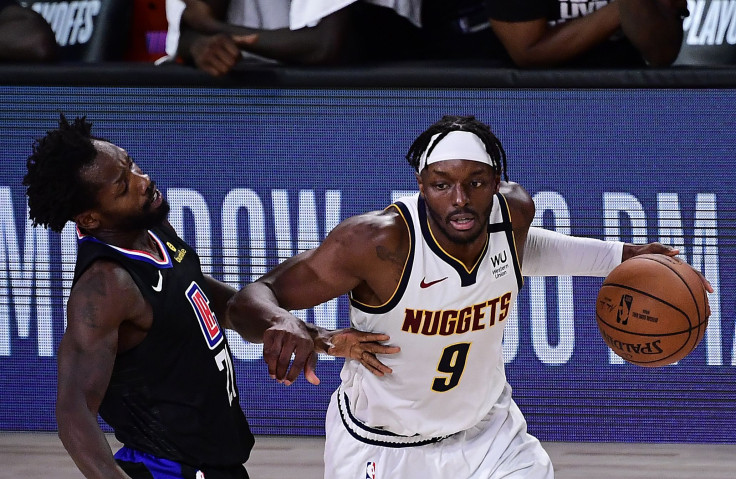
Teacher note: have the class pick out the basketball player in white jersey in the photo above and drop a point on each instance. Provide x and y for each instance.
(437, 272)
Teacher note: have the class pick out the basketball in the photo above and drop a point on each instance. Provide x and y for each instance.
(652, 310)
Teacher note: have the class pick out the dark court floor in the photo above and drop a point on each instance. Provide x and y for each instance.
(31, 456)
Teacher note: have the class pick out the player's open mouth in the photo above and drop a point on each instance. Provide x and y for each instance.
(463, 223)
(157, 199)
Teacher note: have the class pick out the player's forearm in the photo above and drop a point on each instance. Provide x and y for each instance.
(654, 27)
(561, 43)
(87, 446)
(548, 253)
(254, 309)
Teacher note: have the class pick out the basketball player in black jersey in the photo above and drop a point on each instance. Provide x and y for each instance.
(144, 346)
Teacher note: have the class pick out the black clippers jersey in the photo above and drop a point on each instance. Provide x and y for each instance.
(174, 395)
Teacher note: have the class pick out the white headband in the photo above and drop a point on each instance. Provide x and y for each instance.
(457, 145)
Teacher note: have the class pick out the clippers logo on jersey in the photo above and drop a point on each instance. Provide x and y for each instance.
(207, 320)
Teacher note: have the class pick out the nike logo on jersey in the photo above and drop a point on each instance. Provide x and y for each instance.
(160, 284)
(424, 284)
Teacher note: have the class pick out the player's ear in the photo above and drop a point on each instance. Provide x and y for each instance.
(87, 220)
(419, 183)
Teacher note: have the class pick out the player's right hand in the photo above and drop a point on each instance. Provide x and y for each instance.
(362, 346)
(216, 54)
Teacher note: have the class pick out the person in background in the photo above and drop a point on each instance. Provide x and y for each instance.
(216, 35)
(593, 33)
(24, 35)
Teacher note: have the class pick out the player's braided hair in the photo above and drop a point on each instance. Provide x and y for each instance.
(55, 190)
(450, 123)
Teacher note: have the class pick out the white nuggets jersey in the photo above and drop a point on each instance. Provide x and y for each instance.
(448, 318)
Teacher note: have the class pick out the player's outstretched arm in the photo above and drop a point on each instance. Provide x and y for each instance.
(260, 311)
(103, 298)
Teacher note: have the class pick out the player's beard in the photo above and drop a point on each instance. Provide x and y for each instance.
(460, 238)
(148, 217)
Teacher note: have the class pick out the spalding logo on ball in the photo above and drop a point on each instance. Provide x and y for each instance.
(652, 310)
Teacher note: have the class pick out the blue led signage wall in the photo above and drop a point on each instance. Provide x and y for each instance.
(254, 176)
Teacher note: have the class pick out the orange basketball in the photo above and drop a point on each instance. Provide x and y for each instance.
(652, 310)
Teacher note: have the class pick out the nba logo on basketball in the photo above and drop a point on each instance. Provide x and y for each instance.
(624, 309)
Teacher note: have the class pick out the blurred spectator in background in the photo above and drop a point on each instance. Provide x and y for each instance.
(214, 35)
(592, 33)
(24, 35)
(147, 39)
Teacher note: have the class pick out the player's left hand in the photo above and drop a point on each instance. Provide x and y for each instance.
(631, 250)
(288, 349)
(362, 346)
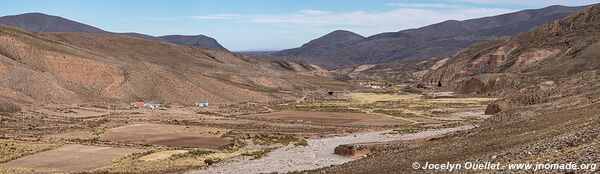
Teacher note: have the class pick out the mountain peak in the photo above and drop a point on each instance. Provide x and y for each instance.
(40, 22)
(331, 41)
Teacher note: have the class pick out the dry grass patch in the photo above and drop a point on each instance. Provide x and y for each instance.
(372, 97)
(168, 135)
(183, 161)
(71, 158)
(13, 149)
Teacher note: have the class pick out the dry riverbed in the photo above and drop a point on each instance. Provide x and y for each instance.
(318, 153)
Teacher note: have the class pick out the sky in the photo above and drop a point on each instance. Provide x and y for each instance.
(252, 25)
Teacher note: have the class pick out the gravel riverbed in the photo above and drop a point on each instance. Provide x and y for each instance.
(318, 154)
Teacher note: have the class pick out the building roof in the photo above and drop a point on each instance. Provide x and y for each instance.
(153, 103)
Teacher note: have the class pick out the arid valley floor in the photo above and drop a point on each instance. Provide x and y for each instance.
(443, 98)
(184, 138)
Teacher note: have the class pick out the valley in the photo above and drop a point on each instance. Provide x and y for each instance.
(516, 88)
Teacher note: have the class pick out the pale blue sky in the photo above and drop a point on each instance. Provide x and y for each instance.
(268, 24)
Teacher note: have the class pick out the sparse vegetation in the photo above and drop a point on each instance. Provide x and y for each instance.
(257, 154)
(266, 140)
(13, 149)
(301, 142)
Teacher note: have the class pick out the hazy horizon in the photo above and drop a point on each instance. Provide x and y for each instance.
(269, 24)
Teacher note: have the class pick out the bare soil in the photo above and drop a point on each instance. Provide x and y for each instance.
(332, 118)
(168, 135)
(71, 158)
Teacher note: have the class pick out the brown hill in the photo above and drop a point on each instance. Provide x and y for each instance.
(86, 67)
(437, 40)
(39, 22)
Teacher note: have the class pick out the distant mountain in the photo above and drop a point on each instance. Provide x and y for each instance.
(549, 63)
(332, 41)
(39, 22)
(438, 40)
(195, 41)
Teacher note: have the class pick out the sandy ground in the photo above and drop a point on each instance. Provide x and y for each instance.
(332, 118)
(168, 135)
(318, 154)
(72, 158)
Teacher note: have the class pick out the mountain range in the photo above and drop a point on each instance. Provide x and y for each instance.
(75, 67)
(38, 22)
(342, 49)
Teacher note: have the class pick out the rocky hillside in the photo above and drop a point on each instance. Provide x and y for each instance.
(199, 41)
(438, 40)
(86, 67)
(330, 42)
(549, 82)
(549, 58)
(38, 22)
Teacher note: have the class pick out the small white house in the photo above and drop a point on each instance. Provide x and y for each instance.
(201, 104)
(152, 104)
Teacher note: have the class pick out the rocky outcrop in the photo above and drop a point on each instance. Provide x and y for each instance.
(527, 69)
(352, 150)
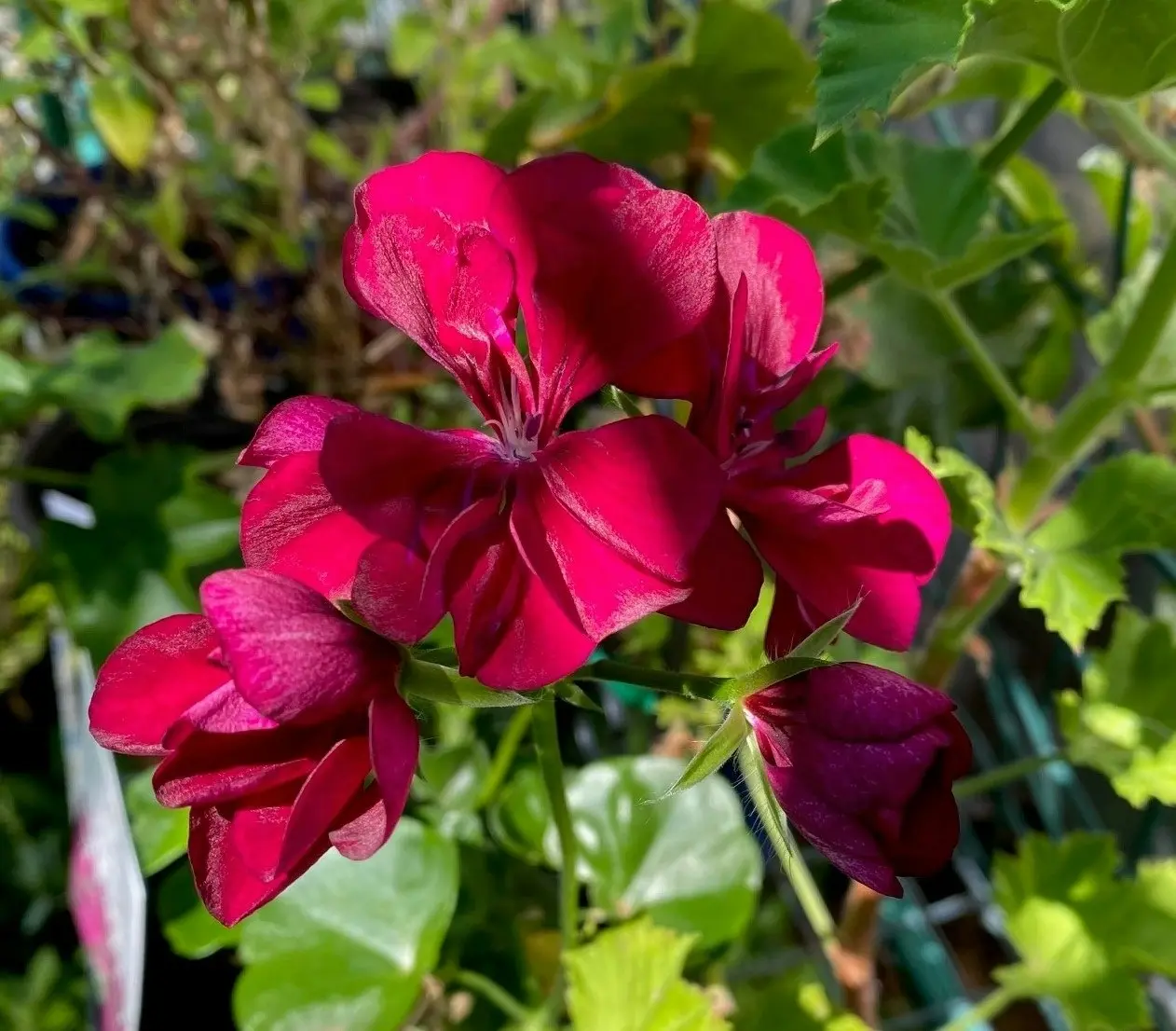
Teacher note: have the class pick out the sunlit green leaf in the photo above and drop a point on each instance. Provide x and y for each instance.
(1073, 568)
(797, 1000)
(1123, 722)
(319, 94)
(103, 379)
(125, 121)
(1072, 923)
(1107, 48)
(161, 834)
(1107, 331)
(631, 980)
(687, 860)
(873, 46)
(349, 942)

Work item: Copy every record exactly, but skip the pictures.

Response:
Teacher note: have the class pick out the basketball player in white jersey in the photo above and drop a point on each instance. Provide x and y for each instance.
(437, 272)
Teacher note: have the class pick out the basketball in the photo above and drop a point on each instance. Provide x and y for each instance.
(652, 310)
Teacher note: have the class pick out the dark court floor in the photo above and drop a point on each instance. Provide x and y for each instance.
(31, 456)
Teacher note: have the class pick out the player's open mouth in the photo above and drop a point on each instance. Provide x and y for each instance.
(463, 223)
(157, 199)
Teacher note: have the class pick out the player's forearm in the photo above and drop a point on each instance. Provide x and y for each instance.
(654, 27)
(561, 43)
(87, 446)
(548, 253)
(254, 309)
Teacher note: have the class pick out the basketball player in black jersey in the photo above and drop a point on each instance. Provide x and y for each instance.
(144, 346)
Teacher note: have the class pick out the black clippers jersey in the photo above and drop a point on each instance. Provide x and y for each instance.
(174, 395)
Teacher note: have the class pick out the white headband in the photo above and drop a point on each instance. Provide x and y for each instance.
(457, 145)
Teacher note: have the class pick out the clippers logo on jersey in the photo above and drop a point on each instance. Provide x and y for each instance.
(207, 320)
Teacher note: have the class pick out the nike logo on jersey in the photo above and drop a point on each instance. Provide x and y for each instance.
(160, 284)
(424, 284)
Teacher note: have the class pick out the player's ear in the photo above and drop a point on each instance. Provide x and y for each instance.
(87, 220)
(419, 183)
Teacher note: have the class pick out the player's right hand in the photo above and drop a point on each instance. Provide x and y for each instance.
(362, 346)
(216, 54)
Teacher note: have the class pick out the person in background in the photo above and drop a point on each instance. Provide x and y for each instance.
(216, 35)
(593, 33)
(24, 35)
Teacher note: have the class pick out the player's braided hair in the photo above and drop a point on each instance. Provide x and y for each instance.
(55, 190)
(450, 123)
Teacher note: have the class pick out the white nuggets jersey in the photo above and drop a point on each instance. Provide x and y for each instance.
(448, 318)
Teacher note: have the class pick out the player's outstretched arm in the photo above and drop a point on each instance. Provide x and y for each instance.
(260, 311)
(103, 298)
Teacher note: have the class pick out the player's beard in the photo above and drop a point on each instance. Provide x and y for each instance.
(460, 238)
(148, 217)
Teacher note: have the class pick out the spalding logo on ball in the photo above and drop a point on each instance. Provide x and y for each instance.
(652, 310)
Teacher note: have the class pick out the blue led signage wall in the photo above and drop a point on each instance. Provide x and y for each instance.
(254, 176)
Teacher note: have the class pick out the orange basketball in the photo above and drop a point on each instance. Provide x and y for each instance.
(652, 310)
Teacher note: have the class pick out the nba logo on basketball in the photo above and drop a point on each instance. Provide x and y for each instance.
(624, 309)
Teacher note: have the class pick out the blurred spectator in background in the photo above and drop a point on each instance. Provide x and y for each instance.
(214, 35)
(592, 33)
(24, 35)
(147, 39)
Teacher note: have the class pick out the player's left hand in the photo above and drop a point on each instance. Provide x and y for each instance.
(631, 250)
(288, 349)
(362, 346)
Teacher note: have the class pick out the mountain peak in the photo above and drop a point on each instance. Provide x and y for each instance.
(40, 22)
(331, 41)
Teacher note: have the class pick out the dry grass patch in the photo above and drop a point on each instance. Provide x and y for each instance.
(372, 97)
(168, 135)
(183, 161)
(71, 158)
(13, 149)
Teacher note: have the class pick out the dry riverbed in the photo above and drop a point on each instance. Provide x and y for each instance.
(318, 153)
Teacher note: have the class pick out the sky in the photo above and drop a point on each instance. Provide x and y for each instance.
(252, 25)
Teacher note: have the class pick out the gravel riverbed in the photo above and drop a point on each instance. Provide x and y for each instance.
(318, 154)
Teacher note: have the class pick out the building roof in the photo above and drop a point on each instance. Provide x and y for each instance.
(153, 103)
Teacher note: have the class pick out the arid valley floor in the photo above and drop a point on each instance. Provide x and y for each instance.
(443, 98)
(184, 138)
Teacher note: have the class pick out the valley in the photo above and drop a point on each instance. Provide x and y for each instance.
(516, 88)
Teacher note: have the class pick out the pale blue sky in the photo above and drop a point on each instance. Provide x and y for each instance.
(268, 24)
Teacher note: have the class pick out the sparse vegetation in the photo above and drop a point on each instance. Provide x and y for each instance.
(257, 154)
(266, 140)
(13, 149)
(301, 142)
Teacher note: have the class pick out the hazy horizon in the photo above and drop a point on each instance. Provide x and y for each instance.
(269, 24)
Teacher note: have the class pick out the bare soil in the photo above and drop a point on each instance. Provide x and y for each instance.
(332, 118)
(168, 135)
(71, 158)
Teacher note: have the class pick out the brown hill in the photo above and drop a point on each instance. Provide x and y for each instance.
(86, 67)
(437, 40)
(39, 22)
Teacher note: have the class pick out the distant mountain in the photo above and drop a point on each instance. Provide x and y for each instance.
(549, 63)
(332, 41)
(39, 22)
(438, 40)
(195, 41)
Teacher note: have the class pick out the sandy ground in the photo above and drop a point on each instance. Provide x and y for each instance.
(332, 118)
(168, 135)
(318, 154)
(72, 158)
Teacher note: have the class pick out the mountain range in the photo above and drop a point on each instance. Provide x and y for each instance.
(75, 67)
(38, 22)
(342, 49)
Teacher note: have the class pick out the rocky hillside in the photo above and drop a point on each instance. Provide x and y for each instance.
(199, 41)
(438, 40)
(86, 67)
(330, 42)
(549, 82)
(549, 58)
(38, 22)
Teacher note: have the class pick out the small white house in the photo above and drop a point on each instance. Provide x and y for each instance.
(201, 104)
(152, 104)
Teacher note: have the class pick out the rocky outcrop in the photo above and drop a point on each instance. Provide x and y for each instance.
(527, 69)
(352, 150)
Teacher note: have the class pick out the sunlit green leaf in the photo above and drop a point on each instance. Provide x and y for each instance.
(1073, 568)
(797, 1000)
(1123, 722)
(319, 94)
(103, 379)
(125, 121)
(1072, 923)
(1107, 48)
(161, 834)
(1107, 331)
(631, 980)
(687, 860)
(873, 46)
(349, 942)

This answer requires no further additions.